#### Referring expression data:
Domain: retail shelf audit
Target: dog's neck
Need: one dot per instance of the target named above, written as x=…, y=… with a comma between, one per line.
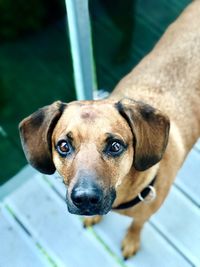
x=134, y=183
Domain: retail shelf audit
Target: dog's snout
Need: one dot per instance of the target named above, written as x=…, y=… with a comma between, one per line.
x=86, y=196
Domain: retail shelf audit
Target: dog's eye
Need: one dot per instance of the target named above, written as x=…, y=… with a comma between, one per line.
x=115, y=148
x=63, y=148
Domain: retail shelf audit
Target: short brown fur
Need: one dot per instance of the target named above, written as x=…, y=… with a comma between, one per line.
x=168, y=79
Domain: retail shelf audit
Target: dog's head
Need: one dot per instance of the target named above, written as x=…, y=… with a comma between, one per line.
x=94, y=145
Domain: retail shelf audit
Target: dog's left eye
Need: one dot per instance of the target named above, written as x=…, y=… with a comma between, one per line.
x=64, y=148
x=115, y=148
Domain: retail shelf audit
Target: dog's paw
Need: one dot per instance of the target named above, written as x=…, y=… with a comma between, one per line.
x=130, y=246
x=89, y=221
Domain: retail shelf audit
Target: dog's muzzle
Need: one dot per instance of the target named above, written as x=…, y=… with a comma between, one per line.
x=88, y=198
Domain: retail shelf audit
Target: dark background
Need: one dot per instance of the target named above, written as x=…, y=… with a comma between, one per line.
x=35, y=59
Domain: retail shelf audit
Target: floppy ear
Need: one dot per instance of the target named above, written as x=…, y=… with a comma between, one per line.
x=150, y=127
x=35, y=133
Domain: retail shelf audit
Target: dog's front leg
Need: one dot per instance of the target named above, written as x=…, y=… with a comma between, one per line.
x=131, y=242
x=89, y=221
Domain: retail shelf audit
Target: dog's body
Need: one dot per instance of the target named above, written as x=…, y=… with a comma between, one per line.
x=108, y=151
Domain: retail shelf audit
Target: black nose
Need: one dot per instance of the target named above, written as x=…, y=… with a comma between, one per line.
x=86, y=195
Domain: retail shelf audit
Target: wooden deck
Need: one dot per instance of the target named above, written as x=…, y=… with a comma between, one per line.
x=36, y=229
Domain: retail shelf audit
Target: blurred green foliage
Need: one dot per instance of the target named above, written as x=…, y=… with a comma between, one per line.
x=19, y=17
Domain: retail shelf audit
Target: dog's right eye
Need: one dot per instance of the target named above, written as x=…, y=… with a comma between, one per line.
x=64, y=148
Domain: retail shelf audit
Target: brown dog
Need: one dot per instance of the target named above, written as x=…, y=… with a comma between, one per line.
x=116, y=153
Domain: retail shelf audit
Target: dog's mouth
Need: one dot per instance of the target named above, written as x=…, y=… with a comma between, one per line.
x=91, y=208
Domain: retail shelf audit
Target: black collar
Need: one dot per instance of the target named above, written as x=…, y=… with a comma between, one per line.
x=137, y=199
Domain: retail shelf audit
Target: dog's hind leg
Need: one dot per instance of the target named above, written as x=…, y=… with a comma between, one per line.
x=131, y=242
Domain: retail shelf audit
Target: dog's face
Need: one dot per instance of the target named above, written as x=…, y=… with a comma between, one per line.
x=92, y=152
x=94, y=145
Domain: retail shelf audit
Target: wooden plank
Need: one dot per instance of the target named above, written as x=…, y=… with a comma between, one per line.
x=154, y=248
x=179, y=220
x=113, y=228
x=61, y=234
x=17, y=249
x=188, y=178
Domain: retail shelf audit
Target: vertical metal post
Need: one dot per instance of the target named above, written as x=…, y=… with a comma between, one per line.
x=81, y=47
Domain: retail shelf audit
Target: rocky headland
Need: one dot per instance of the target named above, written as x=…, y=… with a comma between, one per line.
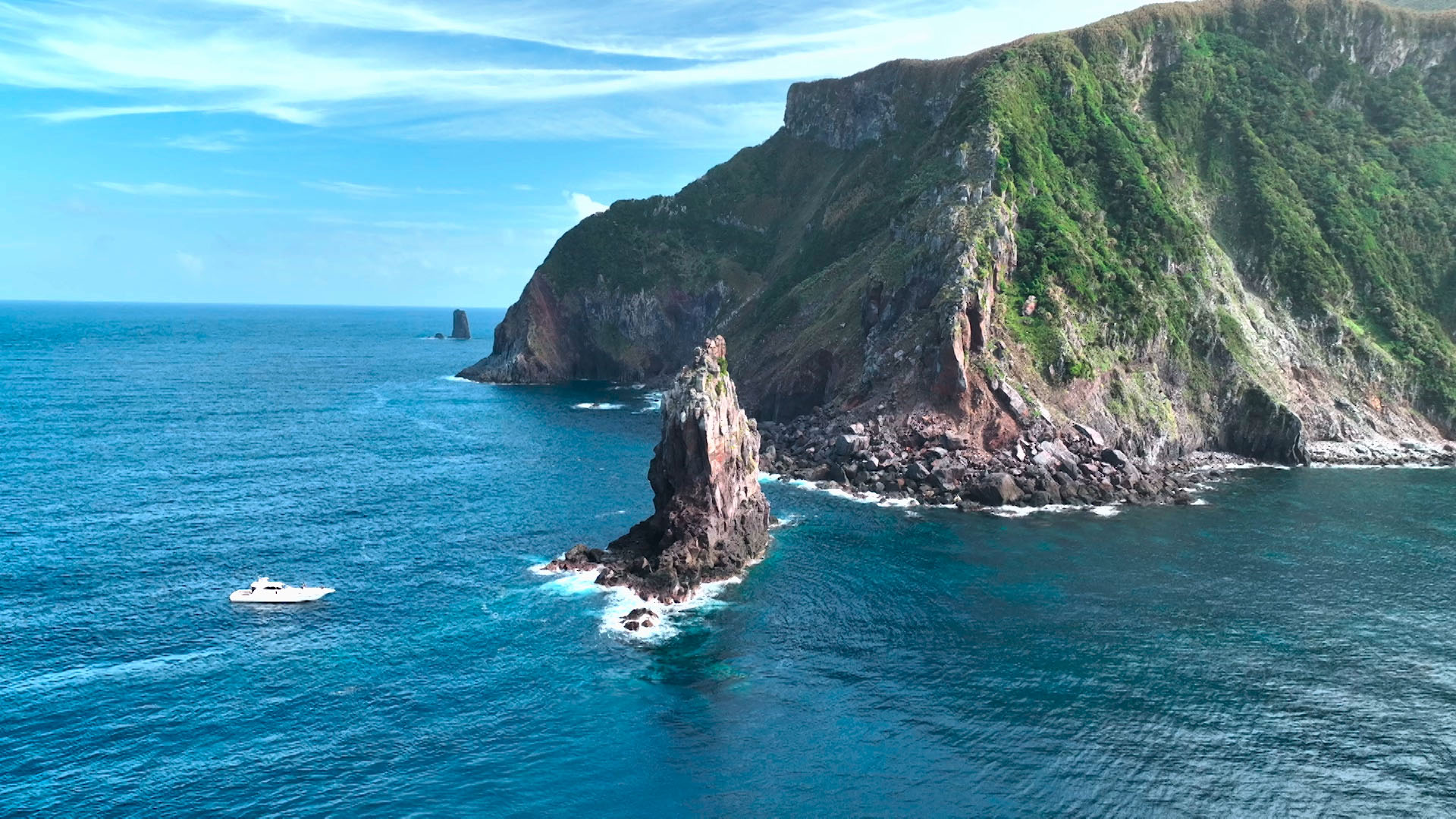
x=710, y=518
x=1225, y=226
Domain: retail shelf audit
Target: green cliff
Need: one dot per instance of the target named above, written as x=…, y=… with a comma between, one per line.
x=1222, y=224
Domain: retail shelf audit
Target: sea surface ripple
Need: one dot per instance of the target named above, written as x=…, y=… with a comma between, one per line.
x=1288, y=649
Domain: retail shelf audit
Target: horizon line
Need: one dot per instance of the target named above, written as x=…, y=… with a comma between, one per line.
x=140, y=303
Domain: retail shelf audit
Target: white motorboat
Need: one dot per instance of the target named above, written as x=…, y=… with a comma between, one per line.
x=265, y=591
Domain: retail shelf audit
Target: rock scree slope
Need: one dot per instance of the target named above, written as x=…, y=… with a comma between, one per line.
x=1226, y=224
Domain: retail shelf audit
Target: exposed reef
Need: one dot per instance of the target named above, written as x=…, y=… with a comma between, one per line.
x=711, y=519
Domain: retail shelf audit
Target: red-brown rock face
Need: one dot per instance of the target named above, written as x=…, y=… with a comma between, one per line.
x=711, y=518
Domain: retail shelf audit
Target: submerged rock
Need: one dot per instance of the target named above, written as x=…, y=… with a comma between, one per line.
x=462, y=327
x=711, y=518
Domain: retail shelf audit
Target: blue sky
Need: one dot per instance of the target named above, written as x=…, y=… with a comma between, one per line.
x=394, y=152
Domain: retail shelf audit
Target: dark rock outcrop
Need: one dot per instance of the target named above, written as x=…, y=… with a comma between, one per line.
x=462, y=327
x=711, y=518
x=1197, y=273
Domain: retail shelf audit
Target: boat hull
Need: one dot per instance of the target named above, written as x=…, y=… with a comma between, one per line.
x=278, y=596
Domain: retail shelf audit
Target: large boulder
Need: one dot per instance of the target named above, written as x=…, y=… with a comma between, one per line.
x=996, y=488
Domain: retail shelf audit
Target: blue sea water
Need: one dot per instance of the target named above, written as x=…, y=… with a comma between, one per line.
x=1288, y=649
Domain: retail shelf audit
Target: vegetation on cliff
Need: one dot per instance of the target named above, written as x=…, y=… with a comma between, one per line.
x=1223, y=223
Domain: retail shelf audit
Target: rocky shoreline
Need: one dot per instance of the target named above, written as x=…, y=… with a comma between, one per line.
x=711, y=519
x=1047, y=465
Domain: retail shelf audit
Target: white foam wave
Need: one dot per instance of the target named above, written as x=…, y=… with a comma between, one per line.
x=622, y=601
x=1248, y=465
x=1382, y=465
x=786, y=521
x=1107, y=510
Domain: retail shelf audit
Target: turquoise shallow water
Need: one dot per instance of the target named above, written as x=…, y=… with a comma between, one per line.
x=1289, y=649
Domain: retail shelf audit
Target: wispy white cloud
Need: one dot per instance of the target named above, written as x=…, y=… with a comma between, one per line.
x=169, y=190
x=582, y=206
x=190, y=262
x=296, y=60
x=207, y=143
x=353, y=190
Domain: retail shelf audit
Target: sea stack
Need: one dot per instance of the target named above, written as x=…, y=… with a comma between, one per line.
x=711, y=518
x=462, y=327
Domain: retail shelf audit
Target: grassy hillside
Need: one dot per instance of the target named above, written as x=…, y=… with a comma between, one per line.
x=1219, y=223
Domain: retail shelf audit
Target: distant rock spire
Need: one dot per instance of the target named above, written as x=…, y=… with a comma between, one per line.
x=462, y=327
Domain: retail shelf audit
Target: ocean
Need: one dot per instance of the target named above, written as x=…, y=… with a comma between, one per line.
x=1286, y=649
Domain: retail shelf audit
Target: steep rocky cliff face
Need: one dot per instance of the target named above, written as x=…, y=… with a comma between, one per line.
x=1222, y=224
x=710, y=516
x=460, y=327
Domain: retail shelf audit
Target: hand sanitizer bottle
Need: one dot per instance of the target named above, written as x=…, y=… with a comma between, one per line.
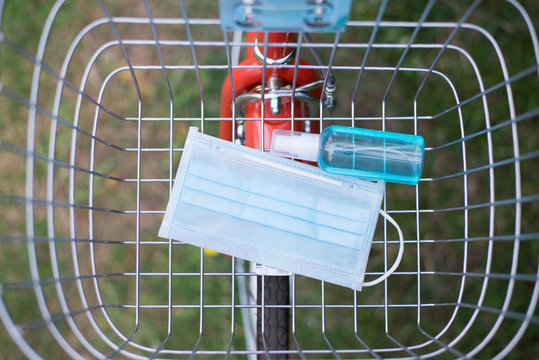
x=363, y=153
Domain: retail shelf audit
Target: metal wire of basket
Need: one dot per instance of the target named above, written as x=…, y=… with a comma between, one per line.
x=96, y=98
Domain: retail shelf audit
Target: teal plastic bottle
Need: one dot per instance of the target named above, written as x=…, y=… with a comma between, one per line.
x=363, y=153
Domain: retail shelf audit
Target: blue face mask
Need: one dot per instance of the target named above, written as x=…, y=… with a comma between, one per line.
x=274, y=211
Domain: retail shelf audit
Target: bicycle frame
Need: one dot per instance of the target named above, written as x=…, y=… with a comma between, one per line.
x=249, y=75
x=248, y=78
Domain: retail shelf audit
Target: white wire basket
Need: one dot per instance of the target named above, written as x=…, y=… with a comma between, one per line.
x=96, y=98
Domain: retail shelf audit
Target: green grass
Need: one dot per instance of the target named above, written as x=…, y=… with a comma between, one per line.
x=23, y=27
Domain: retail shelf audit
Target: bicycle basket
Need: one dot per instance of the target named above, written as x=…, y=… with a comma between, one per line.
x=96, y=98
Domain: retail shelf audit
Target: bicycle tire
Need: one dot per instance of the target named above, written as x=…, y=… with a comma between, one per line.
x=275, y=319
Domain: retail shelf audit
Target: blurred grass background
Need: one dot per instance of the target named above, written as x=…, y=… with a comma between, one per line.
x=22, y=23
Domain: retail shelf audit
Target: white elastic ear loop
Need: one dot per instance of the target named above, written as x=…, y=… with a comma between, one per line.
x=399, y=255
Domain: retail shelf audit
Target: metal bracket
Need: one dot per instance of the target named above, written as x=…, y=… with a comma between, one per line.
x=285, y=15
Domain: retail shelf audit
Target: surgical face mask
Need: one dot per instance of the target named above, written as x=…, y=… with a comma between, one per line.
x=274, y=211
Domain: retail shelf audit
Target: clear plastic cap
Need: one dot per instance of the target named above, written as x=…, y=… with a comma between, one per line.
x=295, y=144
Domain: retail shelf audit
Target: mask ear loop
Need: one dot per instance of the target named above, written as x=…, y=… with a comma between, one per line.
x=399, y=255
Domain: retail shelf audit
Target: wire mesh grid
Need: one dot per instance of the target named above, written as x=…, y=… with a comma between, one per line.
x=96, y=99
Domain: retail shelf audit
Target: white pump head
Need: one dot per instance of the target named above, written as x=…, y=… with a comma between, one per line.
x=295, y=144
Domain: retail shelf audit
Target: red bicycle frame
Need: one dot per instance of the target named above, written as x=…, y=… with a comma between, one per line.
x=247, y=79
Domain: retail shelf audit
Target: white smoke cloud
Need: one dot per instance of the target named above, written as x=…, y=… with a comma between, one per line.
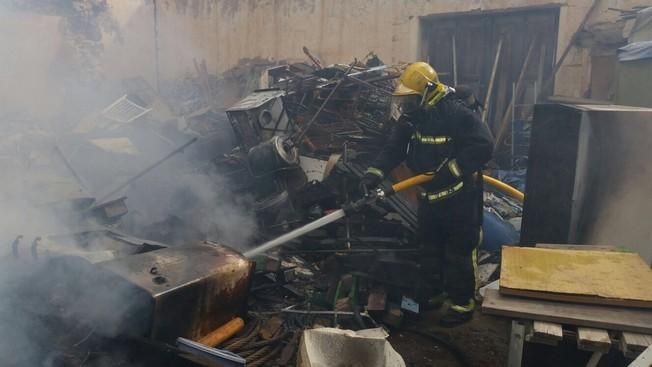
x=48, y=83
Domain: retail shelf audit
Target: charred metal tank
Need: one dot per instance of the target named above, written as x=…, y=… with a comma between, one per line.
x=184, y=291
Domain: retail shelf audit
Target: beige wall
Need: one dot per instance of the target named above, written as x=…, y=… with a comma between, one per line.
x=224, y=32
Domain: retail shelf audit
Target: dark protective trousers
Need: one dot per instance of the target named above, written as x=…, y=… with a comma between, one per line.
x=449, y=258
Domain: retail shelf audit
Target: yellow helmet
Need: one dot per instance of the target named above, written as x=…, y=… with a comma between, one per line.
x=416, y=78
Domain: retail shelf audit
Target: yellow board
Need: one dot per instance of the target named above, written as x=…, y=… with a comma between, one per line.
x=601, y=277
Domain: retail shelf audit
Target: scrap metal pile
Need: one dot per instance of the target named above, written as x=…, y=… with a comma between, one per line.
x=303, y=144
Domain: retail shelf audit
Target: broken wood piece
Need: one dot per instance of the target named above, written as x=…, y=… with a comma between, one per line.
x=223, y=333
x=633, y=344
x=593, y=340
x=542, y=332
x=610, y=318
x=644, y=360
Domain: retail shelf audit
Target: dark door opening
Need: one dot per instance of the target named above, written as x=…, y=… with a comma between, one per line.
x=463, y=49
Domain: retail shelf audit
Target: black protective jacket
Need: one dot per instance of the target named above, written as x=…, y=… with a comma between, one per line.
x=449, y=132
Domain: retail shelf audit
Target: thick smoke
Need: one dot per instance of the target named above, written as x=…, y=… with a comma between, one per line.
x=52, y=92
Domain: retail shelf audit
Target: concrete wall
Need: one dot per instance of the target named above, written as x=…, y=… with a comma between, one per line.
x=226, y=32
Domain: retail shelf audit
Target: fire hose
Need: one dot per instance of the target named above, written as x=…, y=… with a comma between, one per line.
x=368, y=199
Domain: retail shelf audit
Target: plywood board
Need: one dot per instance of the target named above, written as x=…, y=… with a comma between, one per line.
x=593, y=340
x=601, y=277
x=547, y=330
x=606, y=317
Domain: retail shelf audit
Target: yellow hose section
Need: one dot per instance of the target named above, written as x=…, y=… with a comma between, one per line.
x=503, y=187
x=499, y=185
x=412, y=181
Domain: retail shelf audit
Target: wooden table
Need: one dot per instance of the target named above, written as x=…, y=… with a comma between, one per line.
x=597, y=329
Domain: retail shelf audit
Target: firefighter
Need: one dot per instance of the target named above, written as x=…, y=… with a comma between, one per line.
x=437, y=132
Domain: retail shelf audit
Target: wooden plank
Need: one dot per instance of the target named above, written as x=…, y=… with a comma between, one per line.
x=502, y=129
x=577, y=276
x=593, y=340
x=492, y=78
x=547, y=330
x=644, y=360
x=633, y=344
x=610, y=318
x=576, y=247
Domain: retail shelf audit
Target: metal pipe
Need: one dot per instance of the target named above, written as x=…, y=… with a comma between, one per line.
x=146, y=170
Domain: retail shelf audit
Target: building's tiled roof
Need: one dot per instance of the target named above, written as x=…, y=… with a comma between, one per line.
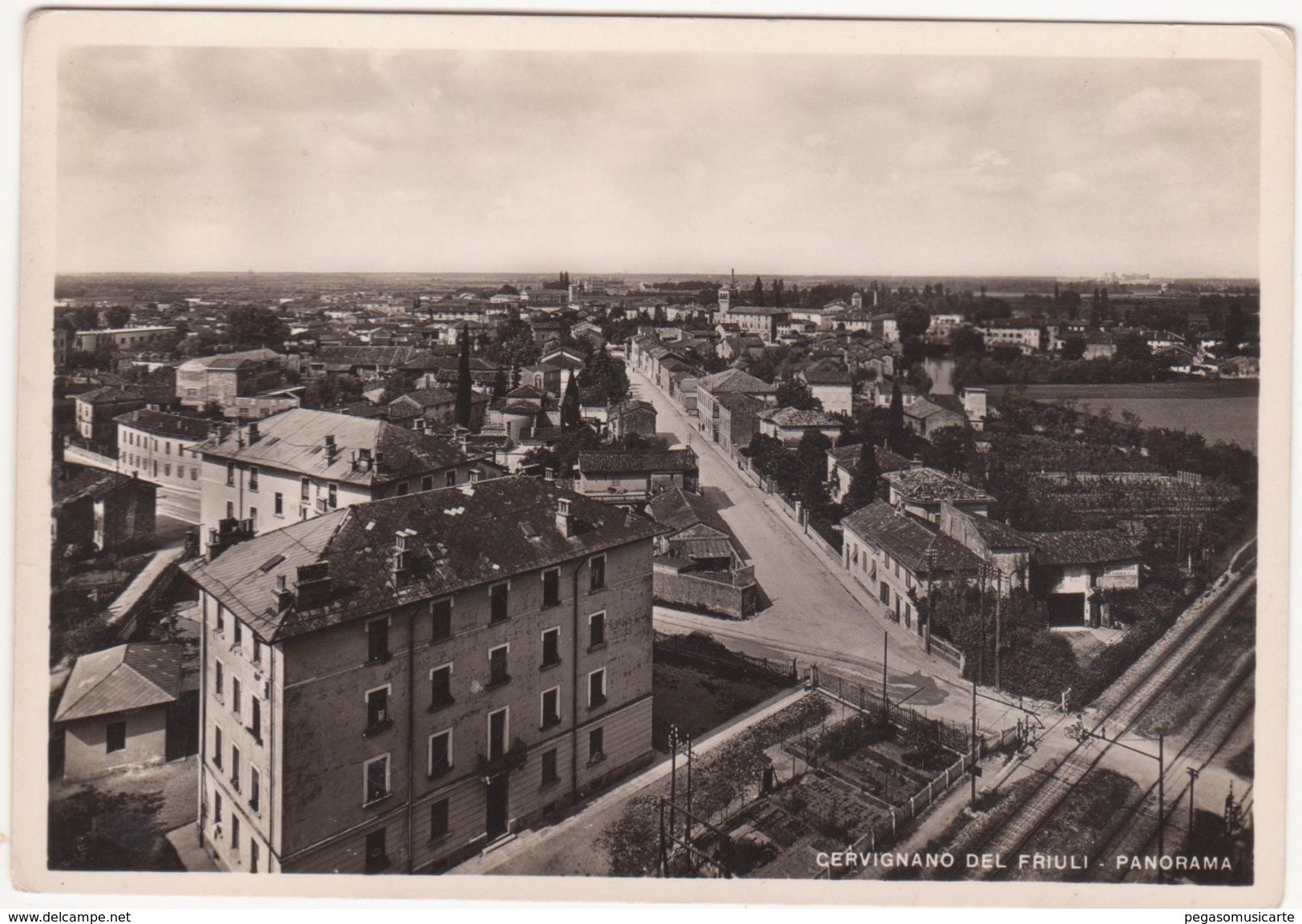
x=631, y=405
x=427, y=397
x=1002, y=535
x=125, y=677
x=631, y=461
x=848, y=457
x=739, y=401
x=296, y=439
x=1082, y=547
x=827, y=373
x=795, y=417
x=927, y=486
x=923, y=409
x=89, y=484
x=680, y=509
x=465, y=536
x=735, y=381
x=233, y=361
x=920, y=548
x=156, y=423
x=108, y=394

#### PROBLEM TO WORK ON:
Your reply should consist solely of the lines above, from the opening line through the line with "Target: black nose", reproduced exactly and without pictures.

#### EXERCISE RESPONSE:
Domain: retail shelf audit
Target: dog's neck
Need: one dot per instance of the target named above, written as x=…, y=… with a comma between, one per line.
x=134, y=183
Domain: retail shelf audit
Target: dog's snout
Need: one dot per instance of the target named above, written as x=…, y=… with a comma between, one per line.
x=86, y=196
Domain: retail shelf audit
Target: dog's eye
Need: one dot per instance of the target named above, written as x=…, y=… with a comma between, one per line.
x=115, y=148
x=63, y=148
Domain: retail shelf audit
Target: short brown fur
Need: one dot per instance of the target named above, written as x=…, y=… with a comma between, one per line.
x=168, y=79
Domain: retail shelf audit
Target: dog's head
Need: one dot per instance of the target named above, written as x=…, y=… with a comma between, one per line.
x=94, y=145
Domain: retail shelf audit
Target: dog's left eye
Need: one dot per instance of the target named above, written as x=…, y=… with a comma between, one per line.
x=64, y=148
x=115, y=148
Domain: retail shelf audit
Target: dog's paw
Need: one dot per instance of the target named above, written as x=…, y=… with a comma between, one per line.
x=130, y=246
x=89, y=221
Domain: retail shelf audit
Target: dog's muzzle
Need: one dot per instance of the target named above, written as x=…, y=… with a comma between, one per line.
x=88, y=198
Domain: retail shelf audit
Target: dark background
Need: one dot per instance of the target named above, written as x=…, y=… with a comma between, one per line.
x=35, y=59
Domain: retail shelf audit
Target: floppy ear
Need: one dot per instance of the target named above, written as x=…, y=… with a comma between, one per line.
x=150, y=127
x=35, y=133
Domain: retail shelf audit
Target: dog's front leg
Need: one dot per instance of the target named above, written as x=…, y=… with a comma between, one per line.
x=131, y=242
x=89, y=221
Domain: retail shelf audit
Target: dog's body
Need: one dot per instance of the target named above, written as x=…, y=… with a comma between, one per line.
x=108, y=151
Domain: retail shelf audit
Target: black nose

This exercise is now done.